**WORK ITEM**
Would you please copy the part of the material below that opens with the line containing "of the orchid" and closes with the line containing "of the fallen"? Copy it exactly, and only it.

**DATA SUPPLIED**

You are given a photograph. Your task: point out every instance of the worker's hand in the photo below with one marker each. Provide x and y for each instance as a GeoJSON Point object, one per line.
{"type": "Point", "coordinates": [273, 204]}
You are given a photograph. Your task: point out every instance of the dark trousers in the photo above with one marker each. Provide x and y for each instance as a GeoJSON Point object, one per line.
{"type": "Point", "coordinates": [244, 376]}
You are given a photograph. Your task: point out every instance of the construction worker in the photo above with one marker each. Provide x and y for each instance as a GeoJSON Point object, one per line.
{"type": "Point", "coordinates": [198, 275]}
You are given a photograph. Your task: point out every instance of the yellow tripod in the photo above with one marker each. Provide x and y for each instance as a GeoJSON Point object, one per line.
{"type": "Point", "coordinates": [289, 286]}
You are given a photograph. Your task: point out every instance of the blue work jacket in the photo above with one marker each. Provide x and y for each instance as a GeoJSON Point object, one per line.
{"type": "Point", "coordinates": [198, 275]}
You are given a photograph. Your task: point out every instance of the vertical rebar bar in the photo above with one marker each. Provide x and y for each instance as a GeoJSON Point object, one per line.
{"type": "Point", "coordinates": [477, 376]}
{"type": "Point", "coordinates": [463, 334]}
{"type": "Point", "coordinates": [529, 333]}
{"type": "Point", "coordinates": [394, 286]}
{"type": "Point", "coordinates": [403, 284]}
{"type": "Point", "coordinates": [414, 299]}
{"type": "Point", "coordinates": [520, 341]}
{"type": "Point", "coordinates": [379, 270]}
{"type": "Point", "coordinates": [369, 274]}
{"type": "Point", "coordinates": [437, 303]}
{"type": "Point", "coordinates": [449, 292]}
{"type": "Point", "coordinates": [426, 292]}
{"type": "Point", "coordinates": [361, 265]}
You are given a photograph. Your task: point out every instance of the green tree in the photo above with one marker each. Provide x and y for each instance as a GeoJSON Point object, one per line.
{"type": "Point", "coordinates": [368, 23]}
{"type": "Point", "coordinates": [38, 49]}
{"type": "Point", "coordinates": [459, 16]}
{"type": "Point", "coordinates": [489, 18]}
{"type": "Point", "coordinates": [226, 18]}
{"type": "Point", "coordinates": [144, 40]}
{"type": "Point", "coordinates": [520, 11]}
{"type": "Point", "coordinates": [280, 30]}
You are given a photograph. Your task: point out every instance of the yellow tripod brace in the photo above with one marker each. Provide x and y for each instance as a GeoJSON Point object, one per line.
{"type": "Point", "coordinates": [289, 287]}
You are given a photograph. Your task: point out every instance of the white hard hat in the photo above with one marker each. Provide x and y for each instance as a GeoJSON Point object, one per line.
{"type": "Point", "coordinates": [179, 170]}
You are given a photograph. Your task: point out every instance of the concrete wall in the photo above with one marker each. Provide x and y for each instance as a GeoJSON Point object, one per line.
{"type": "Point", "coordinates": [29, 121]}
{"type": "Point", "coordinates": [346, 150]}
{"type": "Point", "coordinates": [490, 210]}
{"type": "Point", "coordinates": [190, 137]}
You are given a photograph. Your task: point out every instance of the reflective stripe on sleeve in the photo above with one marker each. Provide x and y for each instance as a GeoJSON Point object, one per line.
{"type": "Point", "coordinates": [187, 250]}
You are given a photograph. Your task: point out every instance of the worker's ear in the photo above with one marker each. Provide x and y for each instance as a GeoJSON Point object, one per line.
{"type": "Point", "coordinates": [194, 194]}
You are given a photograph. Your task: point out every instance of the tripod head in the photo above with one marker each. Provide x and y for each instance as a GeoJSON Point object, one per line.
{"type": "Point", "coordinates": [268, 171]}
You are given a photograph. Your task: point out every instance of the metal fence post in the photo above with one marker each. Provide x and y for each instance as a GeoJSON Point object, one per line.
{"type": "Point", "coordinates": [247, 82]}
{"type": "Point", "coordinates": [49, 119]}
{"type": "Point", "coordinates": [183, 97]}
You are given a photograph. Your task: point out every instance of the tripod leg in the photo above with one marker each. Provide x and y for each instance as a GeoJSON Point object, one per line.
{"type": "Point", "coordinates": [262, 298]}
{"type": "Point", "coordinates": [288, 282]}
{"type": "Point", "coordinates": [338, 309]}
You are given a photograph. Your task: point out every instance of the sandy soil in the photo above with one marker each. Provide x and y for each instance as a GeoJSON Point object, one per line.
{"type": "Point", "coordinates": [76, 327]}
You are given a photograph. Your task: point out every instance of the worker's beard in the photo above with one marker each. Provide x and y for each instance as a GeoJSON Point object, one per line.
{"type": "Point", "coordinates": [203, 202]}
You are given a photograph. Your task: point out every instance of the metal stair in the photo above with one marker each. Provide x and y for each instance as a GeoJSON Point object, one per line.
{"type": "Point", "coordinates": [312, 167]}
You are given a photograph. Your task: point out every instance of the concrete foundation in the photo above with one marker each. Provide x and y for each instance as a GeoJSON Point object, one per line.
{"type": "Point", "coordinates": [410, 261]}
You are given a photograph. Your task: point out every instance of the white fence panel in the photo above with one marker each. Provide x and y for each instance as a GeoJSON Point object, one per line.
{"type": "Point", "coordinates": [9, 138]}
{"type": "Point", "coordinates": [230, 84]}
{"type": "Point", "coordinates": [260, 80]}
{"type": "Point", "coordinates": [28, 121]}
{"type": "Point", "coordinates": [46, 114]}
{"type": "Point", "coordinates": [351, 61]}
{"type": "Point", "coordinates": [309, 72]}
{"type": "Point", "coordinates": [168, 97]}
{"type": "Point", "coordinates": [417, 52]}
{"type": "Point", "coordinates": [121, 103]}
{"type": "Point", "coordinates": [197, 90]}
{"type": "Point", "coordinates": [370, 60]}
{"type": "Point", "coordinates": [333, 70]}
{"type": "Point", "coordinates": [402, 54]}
* * *
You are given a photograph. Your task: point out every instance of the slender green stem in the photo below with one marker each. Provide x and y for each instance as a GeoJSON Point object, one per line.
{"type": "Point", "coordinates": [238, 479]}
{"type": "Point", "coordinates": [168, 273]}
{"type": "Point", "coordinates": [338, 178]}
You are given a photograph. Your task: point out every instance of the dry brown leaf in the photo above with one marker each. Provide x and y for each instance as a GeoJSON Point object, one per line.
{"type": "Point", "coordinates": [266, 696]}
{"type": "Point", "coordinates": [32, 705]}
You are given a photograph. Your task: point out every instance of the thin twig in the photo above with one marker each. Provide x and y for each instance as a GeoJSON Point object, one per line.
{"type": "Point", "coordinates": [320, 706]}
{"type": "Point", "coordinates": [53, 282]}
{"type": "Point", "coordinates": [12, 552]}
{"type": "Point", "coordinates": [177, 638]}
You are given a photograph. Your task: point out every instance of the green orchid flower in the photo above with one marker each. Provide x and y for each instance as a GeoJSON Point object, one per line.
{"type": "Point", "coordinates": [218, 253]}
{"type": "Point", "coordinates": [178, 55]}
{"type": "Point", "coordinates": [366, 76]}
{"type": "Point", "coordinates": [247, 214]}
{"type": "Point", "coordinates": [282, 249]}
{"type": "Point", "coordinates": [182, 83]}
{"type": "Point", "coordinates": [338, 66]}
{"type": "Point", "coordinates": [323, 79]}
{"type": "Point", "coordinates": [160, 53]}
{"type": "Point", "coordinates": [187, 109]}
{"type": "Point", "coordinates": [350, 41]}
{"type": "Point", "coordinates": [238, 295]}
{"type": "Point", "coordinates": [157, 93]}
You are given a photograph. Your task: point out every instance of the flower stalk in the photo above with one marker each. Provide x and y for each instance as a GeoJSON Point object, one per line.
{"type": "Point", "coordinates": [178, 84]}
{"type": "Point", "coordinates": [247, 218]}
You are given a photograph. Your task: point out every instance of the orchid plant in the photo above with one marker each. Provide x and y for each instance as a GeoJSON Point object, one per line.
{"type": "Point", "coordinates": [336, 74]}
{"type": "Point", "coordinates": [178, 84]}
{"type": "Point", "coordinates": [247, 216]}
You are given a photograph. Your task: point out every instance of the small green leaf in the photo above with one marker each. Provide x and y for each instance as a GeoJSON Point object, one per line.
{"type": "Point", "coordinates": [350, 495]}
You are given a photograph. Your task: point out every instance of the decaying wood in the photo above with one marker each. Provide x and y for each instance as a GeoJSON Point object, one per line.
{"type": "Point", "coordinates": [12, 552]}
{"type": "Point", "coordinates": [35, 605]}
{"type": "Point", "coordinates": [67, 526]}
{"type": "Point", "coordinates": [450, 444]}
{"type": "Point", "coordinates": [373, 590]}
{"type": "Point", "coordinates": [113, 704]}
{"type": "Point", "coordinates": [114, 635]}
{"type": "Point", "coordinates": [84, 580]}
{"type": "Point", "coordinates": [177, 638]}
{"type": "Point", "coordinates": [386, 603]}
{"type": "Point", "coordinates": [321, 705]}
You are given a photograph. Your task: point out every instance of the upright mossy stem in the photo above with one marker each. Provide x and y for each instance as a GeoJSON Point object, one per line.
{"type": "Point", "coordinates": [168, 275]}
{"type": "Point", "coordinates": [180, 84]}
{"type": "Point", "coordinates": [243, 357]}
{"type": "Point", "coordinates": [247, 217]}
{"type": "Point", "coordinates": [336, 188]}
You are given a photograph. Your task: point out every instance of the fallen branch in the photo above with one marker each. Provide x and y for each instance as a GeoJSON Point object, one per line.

**ANSWER SECTION**
You are given a photograph. Your task: point out every instance of the orchid plant in the photo above with one marker each. Provide x and y for each instance as a GeoJSON Point object, one per line.
{"type": "Point", "coordinates": [336, 74]}
{"type": "Point", "coordinates": [178, 84]}
{"type": "Point", "coordinates": [247, 216]}
You are given a photograph. Your task: point out every instance of the small green leaf in the photo above with one marker each. Provide x and y for each instance as a GeoJSON Point object, one per line.
{"type": "Point", "coordinates": [350, 495]}
You are given a photograph. Your task: point out every instance of the decaying wood in the photo above with one marker each. Provide x and y for each instance as a GeoJSON Point object, one per line.
{"type": "Point", "coordinates": [12, 552]}
{"type": "Point", "coordinates": [35, 605]}
{"type": "Point", "coordinates": [67, 526]}
{"type": "Point", "coordinates": [450, 444]}
{"type": "Point", "coordinates": [373, 590]}
{"type": "Point", "coordinates": [113, 704]}
{"type": "Point", "coordinates": [114, 635]}
{"type": "Point", "coordinates": [84, 580]}
{"type": "Point", "coordinates": [177, 638]}
{"type": "Point", "coordinates": [386, 603]}
{"type": "Point", "coordinates": [321, 705]}
You are given a photograph. Your task: point out every instance of the upright mossy stem in the photo above with one marker each. Provide x and y for each instance as a GeoJSON Point object, one per line.
{"type": "Point", "coordinates": [168, 275]}
{"type": "Point", "coordinates": [180, 84]}
{"type": "Point", "coordinates": [243, 357]}
{"type": "Point", "coordinates": [247, 217]}
{"type": "Point", "coordinates": [336, 188]}
You are given a photograph. Your task: point out every instance of the fallen branch in the photo above with one marker each. Provide x and y for each instance as a GeoJSON Point object, one per line.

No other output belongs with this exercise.